◆ TASK 1 ◆
Using the text on COVID misinformation in Sacramento County, decide whether each statement agrees with it. For each, answer yes or no and quote the deciding words. (a) Supervisor Sue Frost has worn a mask at board meetings. (b) Frost's seat in the board chambers is surrounded by plexiglass. (c) The resolution declaring COVID misinformation a dangerous threat to public health is Supervisor Phil Serna's.
◆ TASK 2 ◆
Repeat word for word the passage of the text on COVID misinformation in Sacramento County from "COVID misinformation is" to "community of COVID-19.".
*** EXCERPT Section Begins ***
COVID misinformation is a threat to public health. Sacramento County is right to combat it
In recent months, the public comments at Sacramento County’s Board of Supervisors meetings have gone completely off the rails, usurped by conspiracy theorists and misinformation that undermines the county’s efforts to rid our community of COVID-19.
Supervisor Sue Frost, chair of the board, has not only allowed this, but she has participated in it. She has refused to wear masks at meetings, flouting a public health order requirement from her own department. Her seat in the board chambers is now surrounded by plexiglass, an embarrassing symbol of her standing as a leader.
Frost has shown herself to be an anti-science extremist and attended anti-vaccine rallies in Placer County linked to the Proud Boys and self-styled militia groups. In public hearings, she has repeatedly espoused the false claim that the vaccines are “experimental” — even after the U.S. Food and Drug Administration granted the Pfizer-BioNTech vaccine full approval.
Her colleagues on the board have actually had to correct the record to ensure the public knew that what the chair of the largest governing body in the region was saying was utterly false.
This toxic and dangerous babble must be directly confronted. To do that, the rest of the board must take the extraordinary but necessary step on Tuesday and fully back Supervisor Phil Serna’s resolution declaring COVID misinformation a dangerous threat to public health.
*** EXCERPT Section Ends ***
*** EXERCISE DATA Section Begins ***
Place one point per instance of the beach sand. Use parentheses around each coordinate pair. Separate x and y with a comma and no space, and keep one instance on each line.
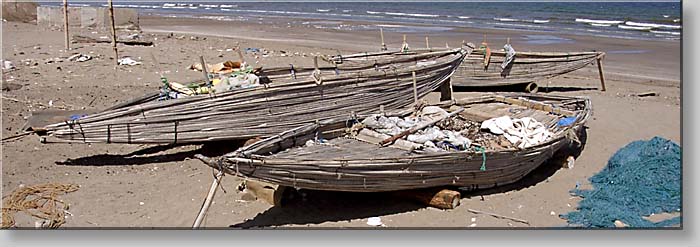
*** EXERCISE DATA Section Ends ***
◆ EXERCISE SOLUTION 1 ◆
(a) No: "She has refused to wear masks at meetings"
(b) Yes: "Her seat in the board chambers is now surrounded by plexiglass"
(c) Yes: "fully back Supervisor Phil Serna’s resolution declaring COVID misinformation a dangerous threat to public health"

◆ EXERCISE SOLUTION 2 ◆
COVID misinformation is a threat to public health. Sacramento County is right to combat it
In recent months, the public comments at Sacramento County’s Board of Supervisors meetings have gone completely off the rails, usurped by conspiracy theorists and misinformation that undermines the county’s efforts to rid our community of COVID-19.